= WRITTEN EXERCISE 1 =
Lay out the stretch of the records from the line containing "Query: white cloudy sky" through the line containing "column 1133, row 135" as a Markdown table with the columns Row and Content. Skip any blank lines.
= WRITTEN EXERCISE 2 =
Carry the knitting blog forward from its final sentence.

= PASSAGE =

★ ★ ★ ★ ★ ★ ★

I let Owen sleep, called the school to let them know he wouldn't be coming, and asked Mr. SABLE to check for the cat. Thank goodness, the cat smelled just like his normal self. And thank goodness there was no lingering whiffiness in the yard, because I surely believed that skunk had sprayed right outside my window. We had skunk action last spring. They were fishing for koi in the garden pond. I hope they aren't actually living on our property. I really don't want to find a family burrowed in the lilacs or worse, under the porch!

So, Owen's home sick today. And if I had to choose between my children, I'd rather have a sick day with Owen than the Little Emperor any day. He's far more self-sufficient.

A note about Last Saturday Knitting
We are taking a trip to San Diego for spring break, so I won't be at Last Saturday Knitting this month either. I've had more days away than there lately, it seems. Sorry. But I really really really will try to be there, as scheduled, for April.

Monday, March 12, 2007

WIP Report

Regular readers will remember back in the fall when Sarah sent me lovely hank of handspun alpaca yarn. I hemmed and hawed about how to best use this precious gift. Finally I decided this yarn wants to be a very simple lace scarf:

Just a zig zag of eyelets running the length of it, with a seed stitch border. But, Mead looks so happy, doesn't she? (Sarah named the yarn Mead and dubbed her a "she," so I'm just going with it.) The scarf-to-be is scrunched on the needles a bit, but I tugged out the stitches for a look, and I think it's the perfect choice.

In other project news, I'm about half-way done the second Komi Mitten:

These are great fun and I'm definitely planning to make more of them. If I start now and just keep making mittens as time allows, I'll probably have enough to distribute to all my family next winter. Meaning, my parents, my brother and his wife, my sister and her husband, and maybe some of the in-laws, too.

Wednesday, March 07, 2007

Like Christmas in March!

Last week, the UPS truck pulled up in front of our house and dropped off a big box. My brother in law and his wife didn't ever get it together to send out Christmas presents back in December, but eventually got around to it. Here was my haul:

3 skeins of baby alpaca. Have a closer look:

Here's the tag:

I don't think it's handspun, but obviously small production. This yarn feels wonderful! Even when I don't go looking for more stash, it finds me.

★ ★ ★ ★ ★ ★ ★

= RECORDS TO USE =
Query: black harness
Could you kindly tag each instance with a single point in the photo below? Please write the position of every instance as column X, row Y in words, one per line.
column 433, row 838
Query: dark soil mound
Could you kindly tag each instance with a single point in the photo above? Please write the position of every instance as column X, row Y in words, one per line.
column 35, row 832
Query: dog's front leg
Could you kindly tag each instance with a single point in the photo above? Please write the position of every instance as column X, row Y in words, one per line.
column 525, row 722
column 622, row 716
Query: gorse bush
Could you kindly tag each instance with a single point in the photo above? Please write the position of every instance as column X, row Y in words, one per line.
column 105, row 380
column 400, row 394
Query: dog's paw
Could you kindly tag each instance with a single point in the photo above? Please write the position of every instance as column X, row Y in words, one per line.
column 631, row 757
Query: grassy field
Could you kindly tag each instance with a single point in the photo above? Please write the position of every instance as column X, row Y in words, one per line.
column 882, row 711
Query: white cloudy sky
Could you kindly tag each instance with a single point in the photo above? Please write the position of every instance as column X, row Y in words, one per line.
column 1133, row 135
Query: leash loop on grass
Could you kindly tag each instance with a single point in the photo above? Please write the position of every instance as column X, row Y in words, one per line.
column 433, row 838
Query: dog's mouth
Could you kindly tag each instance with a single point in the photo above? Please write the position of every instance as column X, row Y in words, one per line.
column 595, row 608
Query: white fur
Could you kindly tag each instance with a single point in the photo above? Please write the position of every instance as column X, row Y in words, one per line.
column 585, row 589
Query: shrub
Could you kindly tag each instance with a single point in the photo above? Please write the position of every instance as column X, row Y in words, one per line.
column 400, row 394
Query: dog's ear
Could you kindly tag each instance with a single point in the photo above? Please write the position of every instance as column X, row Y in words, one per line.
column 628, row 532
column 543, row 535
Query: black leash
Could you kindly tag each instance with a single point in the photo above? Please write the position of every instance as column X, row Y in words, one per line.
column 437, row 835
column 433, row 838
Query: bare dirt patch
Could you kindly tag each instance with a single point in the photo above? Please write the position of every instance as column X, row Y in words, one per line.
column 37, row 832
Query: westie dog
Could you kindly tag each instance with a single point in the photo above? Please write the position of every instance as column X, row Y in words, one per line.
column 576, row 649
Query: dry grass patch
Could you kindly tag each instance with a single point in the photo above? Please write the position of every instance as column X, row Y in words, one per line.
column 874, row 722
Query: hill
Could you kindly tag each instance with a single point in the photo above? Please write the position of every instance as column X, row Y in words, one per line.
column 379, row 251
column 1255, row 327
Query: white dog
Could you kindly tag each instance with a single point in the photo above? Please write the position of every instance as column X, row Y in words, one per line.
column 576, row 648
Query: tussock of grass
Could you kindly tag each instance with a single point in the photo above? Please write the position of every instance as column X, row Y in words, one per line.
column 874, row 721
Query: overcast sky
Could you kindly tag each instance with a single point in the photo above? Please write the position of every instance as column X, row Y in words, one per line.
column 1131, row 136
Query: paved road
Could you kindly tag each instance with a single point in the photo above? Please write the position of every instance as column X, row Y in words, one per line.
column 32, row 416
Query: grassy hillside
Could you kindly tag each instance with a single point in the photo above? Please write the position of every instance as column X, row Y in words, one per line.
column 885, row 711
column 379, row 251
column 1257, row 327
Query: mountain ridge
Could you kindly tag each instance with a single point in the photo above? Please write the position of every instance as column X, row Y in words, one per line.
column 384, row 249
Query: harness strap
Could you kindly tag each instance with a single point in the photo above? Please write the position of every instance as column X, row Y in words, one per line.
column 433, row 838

★ ★ ★ ★ ★ ★ ★

= RESULT 1 =
| Row | Content |
|---|---|
| 1 | Query: white cloudy sky |
| 2 | Could you kindly tag each instance with a single point in the photo above? Please write the position of every instance as column X, row Y in words, one per line. |
| 3 | column 1133, row 135 |

= RESULT 2 =
After my earlier post in which I mentioned finding my copy of Mostly Mittens on, I thought I better go back and have a peek at their knitting books these day. A peek led to a purchase, which came in today's mail. It felt like Speedy Delivery to me!

Christmas in March, indeed!

Sunday, March 04, 2007

Finished One Mitten

I finished the first Komi mitten for Mr. SABLE this evening. I'm pretty pleased with it, even if my grafting was a little wonky and tends to distort the ends. I'm hoping that a little swish in water will help it all settle down. Very fun project!

Because we live at the end of a cul-de-sac, all the snow gets piled in front of our house. Our kids love this. Earlier in the season, the plow guys were using a different theory of plowing and distributed the snow much more evenly around the circle. The boys were not pleased. Earlier today, when the sun was bright and the air not too cold, I sent Mr. SABLE and The Little Emperor out to play in the snow for a while. The LE was in dire need of enforced recess. Mr. SABLE took about 10 pics of him on Mt. Snow. These two are especially cute:

Saturday, March 03, 2007

Road to Recovery

Thanks to all for the well-wishes for my family. Owen ended up only staying home one day. I guess he had flu-lite, too. So far, The Little Emperor is unscathed. I still think I have a low-level sinus thing going on, but nothing too debilitating.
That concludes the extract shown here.